_PASSAGE:_

# # #

Freeze-drying assisted synthesis of mno/reduced graphene composite and the improved rate cyclic performance for lithium ion batteries

doi:10.19799/j.cnki.2095-4239.2020.0099

Abstract

Abstract:

Taking advantage of manganese oxide (MnO) with high specific capacity and graphene with high conductivity, the composite of MnO/rGO has been synthesized by using freeze-drying assisted hydrothermal method. The structure, morphology and electrochemical performance of MnO/rGO composite are characterized by X-ray diffraction patterns (XRD), scanning electron microscopy (SEM), transmission electron microscopy (TEM) and electrochemical tests. MnO nanoparticles in MnO/rGO composite are homogeneously dispersed on and wrapped by rGO nanosheets which is helpful in improving the stability and conductivity of MnO during charging/discharging cycles. MnO/rGO delivers specific capacity of 870.4 mA·h/g after 100 cycles at a current density of 0.1 A/g, and it delivers 178.2 mA·h/g after 100 cycles at a current density of 15 A/g. rGO not only improves the conductivity of the composite and suppresses the volume effect of MnO during cycles. The comparison sample prepared by traditional drying assisted hydrothermal synthesis shows obvious agglomeration, lower discharge capacity and worse rate performance. Freeze drying-assisted hydrothermal synthesis method will be potential in synthesizing homogeneous composites of transitional metal oxides/rGO as high performance anode materials for lithium ion batteries.

# # #

_SHORT TASK 1:_ According to the abstract, what specific capacity does the MnO/rGO composite deliver after 100 cycles at a current density of 15 A/g?
These rows are unrelated to the abstract.

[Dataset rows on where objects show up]
# # #

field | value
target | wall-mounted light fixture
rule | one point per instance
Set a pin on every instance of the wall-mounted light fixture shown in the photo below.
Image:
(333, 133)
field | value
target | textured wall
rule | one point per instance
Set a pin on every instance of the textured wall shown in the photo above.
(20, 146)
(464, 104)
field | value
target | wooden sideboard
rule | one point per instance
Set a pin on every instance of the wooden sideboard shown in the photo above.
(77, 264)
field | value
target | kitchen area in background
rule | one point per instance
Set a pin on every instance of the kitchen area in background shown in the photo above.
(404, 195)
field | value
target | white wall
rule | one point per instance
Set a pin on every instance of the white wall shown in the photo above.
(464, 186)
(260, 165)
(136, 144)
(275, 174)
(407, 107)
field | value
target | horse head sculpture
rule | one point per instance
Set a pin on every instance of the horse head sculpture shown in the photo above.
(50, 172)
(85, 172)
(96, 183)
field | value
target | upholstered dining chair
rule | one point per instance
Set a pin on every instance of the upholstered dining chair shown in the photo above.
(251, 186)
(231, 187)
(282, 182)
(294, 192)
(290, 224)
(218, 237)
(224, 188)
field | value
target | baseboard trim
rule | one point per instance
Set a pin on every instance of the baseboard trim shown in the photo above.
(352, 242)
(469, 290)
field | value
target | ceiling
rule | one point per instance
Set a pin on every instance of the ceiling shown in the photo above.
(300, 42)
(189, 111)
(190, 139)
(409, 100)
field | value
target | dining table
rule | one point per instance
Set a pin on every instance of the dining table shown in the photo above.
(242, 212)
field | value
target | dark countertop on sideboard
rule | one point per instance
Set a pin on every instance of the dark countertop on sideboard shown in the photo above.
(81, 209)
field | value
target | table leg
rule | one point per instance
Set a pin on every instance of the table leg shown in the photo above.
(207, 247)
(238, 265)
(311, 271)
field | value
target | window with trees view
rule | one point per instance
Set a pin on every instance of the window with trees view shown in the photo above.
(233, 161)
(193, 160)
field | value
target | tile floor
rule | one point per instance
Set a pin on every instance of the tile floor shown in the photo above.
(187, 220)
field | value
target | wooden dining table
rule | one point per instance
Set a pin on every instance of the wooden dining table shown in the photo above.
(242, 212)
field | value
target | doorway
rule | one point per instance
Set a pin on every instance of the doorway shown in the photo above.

# # #

_SHORT TASK 2:_ Pull out each line of the rows that contains the string "head". Matching is case-sensitive.

_EXERCISE ANSWER 1:_ 178.2 mA·h/g

_EXERCISE ANSWER 2:_
target | horse head sculpture
Set a pin on every instance of the horse head sculpture shown in the photo above.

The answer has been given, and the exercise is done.